_Activity_: From the data below, return each line in which the string "segment" is found.

++++ Material for this exercise ++++

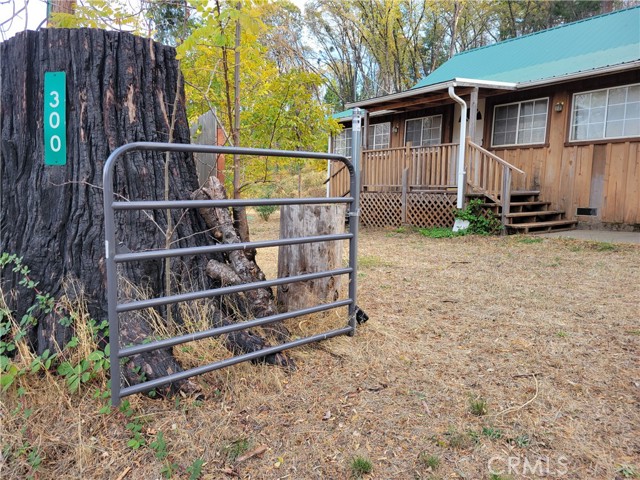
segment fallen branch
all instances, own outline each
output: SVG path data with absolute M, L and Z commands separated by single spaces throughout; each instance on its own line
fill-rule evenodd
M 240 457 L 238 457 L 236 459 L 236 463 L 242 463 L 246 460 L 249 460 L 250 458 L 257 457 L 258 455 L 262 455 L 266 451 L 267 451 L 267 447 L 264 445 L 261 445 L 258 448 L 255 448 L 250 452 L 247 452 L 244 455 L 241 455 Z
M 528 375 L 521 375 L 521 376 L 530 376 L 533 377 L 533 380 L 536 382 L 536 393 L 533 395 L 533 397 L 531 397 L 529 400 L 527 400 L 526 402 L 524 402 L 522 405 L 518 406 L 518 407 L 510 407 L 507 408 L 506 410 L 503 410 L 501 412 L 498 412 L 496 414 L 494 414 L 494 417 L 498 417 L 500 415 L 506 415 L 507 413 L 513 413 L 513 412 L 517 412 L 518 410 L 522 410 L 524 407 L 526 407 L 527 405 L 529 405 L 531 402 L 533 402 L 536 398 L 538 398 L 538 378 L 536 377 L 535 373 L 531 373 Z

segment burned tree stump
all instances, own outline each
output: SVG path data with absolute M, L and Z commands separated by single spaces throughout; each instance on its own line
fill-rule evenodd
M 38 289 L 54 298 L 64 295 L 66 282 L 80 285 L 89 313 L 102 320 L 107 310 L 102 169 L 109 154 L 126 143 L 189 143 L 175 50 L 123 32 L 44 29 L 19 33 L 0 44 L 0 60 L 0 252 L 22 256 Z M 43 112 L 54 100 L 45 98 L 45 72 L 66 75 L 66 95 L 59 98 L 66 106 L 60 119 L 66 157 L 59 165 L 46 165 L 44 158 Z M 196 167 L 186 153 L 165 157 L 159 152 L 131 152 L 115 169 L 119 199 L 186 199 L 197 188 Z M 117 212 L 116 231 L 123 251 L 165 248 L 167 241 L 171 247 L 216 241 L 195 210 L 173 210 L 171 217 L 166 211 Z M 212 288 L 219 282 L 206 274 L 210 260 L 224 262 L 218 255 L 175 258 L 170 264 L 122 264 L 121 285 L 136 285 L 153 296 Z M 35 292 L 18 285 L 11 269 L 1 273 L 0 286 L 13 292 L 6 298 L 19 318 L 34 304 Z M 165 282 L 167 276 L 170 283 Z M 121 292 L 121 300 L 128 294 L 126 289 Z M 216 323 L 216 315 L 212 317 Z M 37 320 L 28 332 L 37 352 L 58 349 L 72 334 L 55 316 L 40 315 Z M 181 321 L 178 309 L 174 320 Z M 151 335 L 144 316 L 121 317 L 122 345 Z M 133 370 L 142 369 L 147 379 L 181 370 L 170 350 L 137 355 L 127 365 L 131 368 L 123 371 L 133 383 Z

++++

_Result_:
segment fallen branch
segment burned tree stump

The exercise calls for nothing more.